[Text passage start]

He said just now, the latest attacks on the FBI and the Department of Justice serve no American interest, no parties, no presidents, only Putin's. The American people deserve to know all the facts surrounding Russia's ongoing efforts to subvert our democracy, which is why Special Counsel Mueller's investigation must proceed unimpeded. Our nation's elected officials, including the president, must stop looking at this investigation through the warped lens of politics and manufacturing partisan sideshows. If we continue to undermine our own rule of law, we are doing Putin's job for him.

[12:10:22] That is some strong stuff, David Chalian.

DAVID CHALIAN, CNN POLITICAL DIRECTOR: It sure is. And, thank you, John McCain, for bringing this back to what this is actually about.

BASH: What it's supposed to be about.

CHALIAN: There was an act on our democracy. That's actually what -- where this all stemmed from. I have a feeling if John McCain heard the president's word, he might think disgraced or people that should be ashamed of themselves should apply elsewhere, not where Donald Trump is applying it.

Here's the reality. Gloria is talking about this effort to discredit the Mueller investigation, which is clearly what this is about. To Donald Trump, this is -- but that's a month's long effort. And this is another data point for him.

But it -- what he is missing here is, to Shimon's point, the severity of what you do when you are saying to your law enforcement agencies that you should be ashamed of yourselves. That -- this -- this isn't just another data point -- should not be just another data point in Donald Trump's efforts to discredit. And, by the way, the month's-long effort at discrediting the Mueller investigation is working.

BASH: Yes.

CHALIAN: It's working with republicans. It's working to help muddy the waters as Donald Trump wants to. It puts everything in the Russia realm into this partisan lens that John McCain is arguing it should not be in (ph).

(CROSS TALK)

CHALIAN: Well, no, no, no, that -- that --

BASH: You're just talking about politics.

CHALIAN: I'm just talking about the politics.

NIA-MALIKA HENDERSON, CNN SENIOR POLITICAL REPORTER: Yes, you're talking about politics.

BASH: And -- and I think that it also bears highlighting, underscoring, putting on a billboard here that nobody is saying that this FISA process, which is all about obtaining a secret warrant to surveil an American citizen should not have very strict oversight, very strict scrutiny. And if there are problems with it, it should be uncovered and it should be corrected. The problem is the system here and the process through which The Republicans --

HENDERSON: And the problem is that the Republicans so far aren't focusing on that, right? I mean if they wanted to talk about that, talk about the FISA process, talk about very specific instances of abuse, they could do that. That's not what they're doing. They are a part of what David and what everybody around this table is talking about, which is an effort to taint this Bob Mueller investigation.

[Text passage end]
[Supplied material start]

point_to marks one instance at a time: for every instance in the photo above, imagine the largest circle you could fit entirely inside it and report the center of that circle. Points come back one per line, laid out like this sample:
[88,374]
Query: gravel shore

[Supplied material end]

→ Written task
Continue the CNN panel transcript about attacks on the FBI and the Mueller investigation from its last line.

→ Final answer
And as they're doing that, they're sort of pretending that they're not doing that, right? I mean Paul Ryan is essentially like, yes, let's release this memo, but also, let the Bob Mueller investigation go on.

PROKUPECZ: They're in the FISA process and I think we need to -- as this comes out, we need to keep this in mind. There are layers and layers of process.

HENDERSON: Right.

PROKUPECZ: It goes from U.S. attorneys, it goes to the court. Lawyers for the FISA court who review this before it's submitted to the actual judge just to make sure that everything is in order. And also what you're going to see is going to come up in this, and there's been reports about this, is that this has to do with renewals, which is a much different issue. And this, I think, is what the FBI has an issue with. In order to get a renewal at the FISA court, you have to go to the judge and say there is stuff coming. We're getting information out of our original FISA and so therefore we need to keep this going. And the judge -- BASH: Has to prove that it's working.

PROKUPECZ: It's fruitful.

BASH: That it's of value.

PROKUPECZ: Right, that it's of value. And what we're going to probably see and what I think some folks have said to us is that it was fruitful. There was value in the work that they were doing. We'll see what the memo says.

BASH: I want to just go back to something that the president, in that tape we just played from the Oval Office, was asked about. Our CNN contributor, "New York Times" reporter Maggie Haberman asked the president if he still has confidence in Rod Rosenstein, who's the deputy attorney general. Listen to that exchange?

(BEGIN VIDEO CLIP)

QUESTION: Are you likely to fire Rosenstein? Do you still have confidence in (INAUDIBLE)?

DONALD TRUMP, PRESIDENT OF THE UNITED STATES: You figure that one out.

(END VIDEO CLIP)

BASH: That was a glowing endorsement. And just by way of context, we can explain why, as we anticipate this memo being released, why Rod Rosenstein and the questions about him is pertinent.

BORGER: Right. Well, Rod Rosenstein would have to have approved this FISA renewal. So he's in the crosshairs right now. We have known from our own reporting, and you've done so much of it, Dana, is that the president hasn't been thrilled with Rod Rosenstein, and that privately he is telling people that this may be one way for him to get rid of Rod Rosenstein.

BASH: Right.

BORGER: Why would he want to get rid of Rod Rosenstein? Because --

HENDERSON: (INAUDIBLE), Gloria.

BORGER: Because if he were to ask Rod Rosenstein, say, to fire Bob Mueller, Rod Rosenstein probably would not do that. But that's a story for another day, OK? Right now Rod Rosenstein is in his crosshairs. His name might be in this. We don't -- you know, we don't know. But the president looks at this, and I can't emphasize this enough. He looks at this through his own personal lens about what it means for him. He has never had any loyalty to institutions.

[12:15:13] Shimon talks about the FBI. You talk about the Justice Department. He got elected by busting norms and being against institutions. So now that he's in Washington and he's taking on institutions, it doesn't matter to him. It's not as if he has any loyalty to that or any sense of history about it. It is about how will this work for him in front of the special counsel, period.

BASH: So true. So true. And as we wait for this memo to be released, I want to go back to the White House, to Jeff Zeleny.

And, Jeff, I want to talk about something that you reported at the top of the show about the question about redactions, meaning blacking out anything that is in this memo for whatever reason. Traditionally it's for national security reasons. Who knows in this case.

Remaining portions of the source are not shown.